(WHAT YOU HAVE TO DO) Rewrite the data below with every occurrence of "place a single dot" replaced by "put one point" and nothing else altered. Leave the pictures out of your version.

(RECORDS TO USE)

>> start

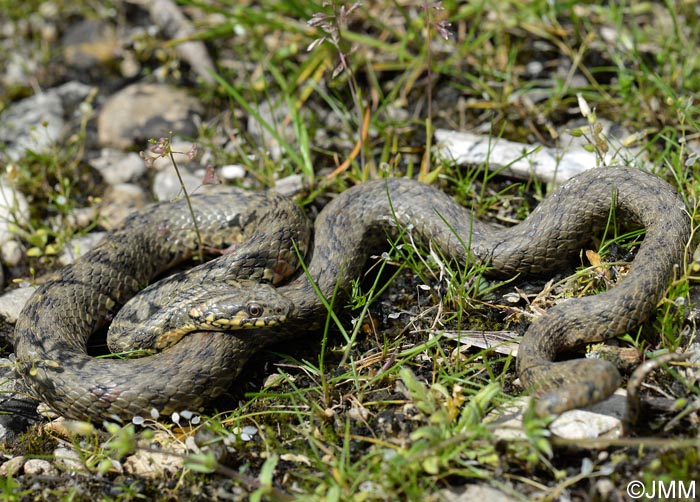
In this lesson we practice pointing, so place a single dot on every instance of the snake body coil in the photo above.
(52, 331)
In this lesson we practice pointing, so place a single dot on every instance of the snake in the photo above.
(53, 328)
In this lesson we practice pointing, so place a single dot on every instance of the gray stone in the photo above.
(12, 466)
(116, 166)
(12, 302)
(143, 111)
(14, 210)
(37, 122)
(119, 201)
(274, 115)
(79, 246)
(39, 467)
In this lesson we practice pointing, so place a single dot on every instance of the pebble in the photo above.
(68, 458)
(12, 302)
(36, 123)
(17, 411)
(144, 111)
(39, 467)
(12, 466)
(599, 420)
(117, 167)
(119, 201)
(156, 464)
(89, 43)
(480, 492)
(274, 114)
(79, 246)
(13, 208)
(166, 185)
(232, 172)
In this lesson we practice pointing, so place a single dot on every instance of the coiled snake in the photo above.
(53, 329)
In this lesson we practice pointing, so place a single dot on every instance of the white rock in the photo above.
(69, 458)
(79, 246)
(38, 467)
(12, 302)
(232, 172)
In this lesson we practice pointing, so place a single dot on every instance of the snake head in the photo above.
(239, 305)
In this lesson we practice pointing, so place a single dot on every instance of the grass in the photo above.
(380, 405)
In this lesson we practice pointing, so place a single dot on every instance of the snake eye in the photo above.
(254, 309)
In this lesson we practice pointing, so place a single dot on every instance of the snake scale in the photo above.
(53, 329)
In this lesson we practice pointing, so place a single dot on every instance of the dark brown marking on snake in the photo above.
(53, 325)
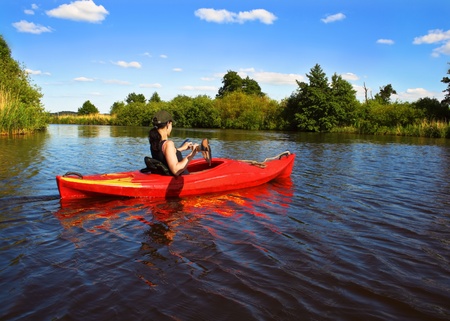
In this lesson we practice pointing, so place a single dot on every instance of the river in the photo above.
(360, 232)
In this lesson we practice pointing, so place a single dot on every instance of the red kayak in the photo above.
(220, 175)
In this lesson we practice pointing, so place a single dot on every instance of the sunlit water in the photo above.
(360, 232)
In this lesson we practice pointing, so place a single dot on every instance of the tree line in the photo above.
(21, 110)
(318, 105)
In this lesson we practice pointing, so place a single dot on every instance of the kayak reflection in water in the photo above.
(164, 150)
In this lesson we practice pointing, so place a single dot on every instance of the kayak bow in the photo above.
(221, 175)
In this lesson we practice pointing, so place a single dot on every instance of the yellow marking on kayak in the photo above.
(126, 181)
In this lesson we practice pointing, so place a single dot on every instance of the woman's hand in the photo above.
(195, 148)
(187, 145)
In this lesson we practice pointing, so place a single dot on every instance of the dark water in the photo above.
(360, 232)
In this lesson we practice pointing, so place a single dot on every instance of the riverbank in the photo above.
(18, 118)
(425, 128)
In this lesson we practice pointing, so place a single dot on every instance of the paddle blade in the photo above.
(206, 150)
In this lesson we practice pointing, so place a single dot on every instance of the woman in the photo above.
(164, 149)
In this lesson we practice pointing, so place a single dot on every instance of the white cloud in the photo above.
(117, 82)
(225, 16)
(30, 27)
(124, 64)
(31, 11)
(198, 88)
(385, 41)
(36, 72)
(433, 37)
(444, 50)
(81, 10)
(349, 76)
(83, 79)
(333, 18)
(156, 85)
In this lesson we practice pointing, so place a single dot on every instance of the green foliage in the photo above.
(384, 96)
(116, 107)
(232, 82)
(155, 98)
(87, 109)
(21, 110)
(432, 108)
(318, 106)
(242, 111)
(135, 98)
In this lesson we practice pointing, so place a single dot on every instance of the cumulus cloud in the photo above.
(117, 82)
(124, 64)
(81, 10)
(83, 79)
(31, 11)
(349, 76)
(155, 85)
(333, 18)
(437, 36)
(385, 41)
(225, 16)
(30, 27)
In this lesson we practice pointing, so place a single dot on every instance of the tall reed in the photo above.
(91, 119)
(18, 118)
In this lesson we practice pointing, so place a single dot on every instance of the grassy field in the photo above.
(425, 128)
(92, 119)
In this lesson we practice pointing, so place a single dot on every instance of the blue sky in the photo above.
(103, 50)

>> end

(SOLUTION TO THIS PROBLEM)
In this lesson we practice pointing, so put one point on every instance of the snake body coil in the photo above.
(52, 331)
In this lesson we practice pointing, so put one point on every instance of the snake in the photo above.
(53, 328)
In this lesson we practice pointing, so put one point on every instance of the gray stone in the photo above.
(12, 466)
(116, 166)
(12, 302)
(143, 111)
(14, 210)
(37, 122)
(119, 201)
(274, 115)
(79, 246)
(39, 467)
In this lesson we practice pointing, so put one point on every instance of the pebble in the photo above.
(68, 458)
(12, 302)
(36, 123)
(17, 411)
(144, 111)
(39, 467)
(12, 466)
(599, 420)
(117, 167)
(119, 201)
(156, 464)
(89, 43)
(480, 492)
(274, 114)
(79, 246)
(13, 208)
(166, 185)
(232, 172)
In this lesson we practice pointing, so put one point on every instance of the coiled snake in the photo above.
(53, 329)
In this lesson we practice pointing, so put one point on every instance of the white rock in the photo above.
(69, 458)
(79, 246)
(38, 467)
(12, 302)
(232, 172)
In this lesson we practice pointing, so put one point on every instance of the snake head in the photo above.
(239, 305)
In this lesson we practice pointing, so put one point on every instance of the grass in the photo above.
(380, 405)
In this lesson we practice pointing, so put one point on every instance of the snake eye in the photo above.
(254, 309)
In this lesson we practice pointing, so put one point on every instance of the snake scale in the photo above.
(53, 329)
In this lesson we practice pointing, so put one point on every instance of the dark brown marking on snake in the photo above.
(53, 325)
In this lesson we practice pointing, so put one point on every instance of the river in the photo above.
(360, 232)
In this lesson we practice pointing, so put one point on every instance of the red kayak in the photo above.
(220, 175)
In this lesson we practice pointing, so put one point on every instance of the sunlit water in the photo above.
(360, 232)
In this lesson we practice pointing, so put one point on every instance of the tree line in the photo above.
(21, 110)
(318, 105)
In this lesson we practice pointing, so put one point on every instance of the kayak reflection in water in the photo above.
(164, 150)
In this lesson we practice pointing, so put one point on every instance of the kayak bow in the photo above.
(221, 175)
In this lesson we practice pointing, so put one point on every instance of the yellow marking on kayak in the photo above.
(126, 181)
In this lesson we practice pointing, so put one point on every instance of the woman's hand in the photo above.
(195, 148)
(187, 145)
In this lesson we practice pointing, so put one point on every instance of the dark water in the photo above.
(360, 232)
In this lesson we practice pointing, so put one point on every instance of the riverbank in the photo above.
(18, 118)
(425, 128)
In this lesson we practice pointing, so put one point on every instance of the paddle blade in the photo above.
(206, 150)
In this lesson we practice pointing, so put one point on every instance of the woman in the photo above.
(164, 149)
In this lesson we practice pointing, so put one point on every instance of the white cloud in the photo above.
(117, 82)
(225, 16)
(30, 27)
(124, 64)
(31, 11)
(198, 88)
(385, 41)
(36, 72)
(433, 37)
(444, 50)
(81, 10)
(349, 76)
(83, 79)
(333, 18)
(156, 85)
In this lesson we practice pointing, so put one point on every instance of the green foliage in the photo above.
(384, 96)
(116, 107)
(232, 82)
(155, 98)
(87, 109)
(21, 110)
(432, 108)
(318, 106)
(242, 111)
(135, 98)
In this lesson we practice pointing, so put one point on every instance of the cumulus cloud in the photo above.
(117, 82)
(124, 64)
(81, 10)
(83, 79)
(31, 11)
(349, 76)
(155, 85)
(333, 18)
(437, 36)
(385, 41)
(225, 16)
(30, 27)
In this lesson we practice pointing, so put one point on every instance of the tall reed in the photo above.
(91, 119)
(18, 118)
In this lesson we practice pointing, so put one point on every instance of the grassy field in the photo above.
(425, 128)
(92, 119)
In this lesson we practice pointing, so put one point on every instance of the blue sky in the photo above.
(103, 50)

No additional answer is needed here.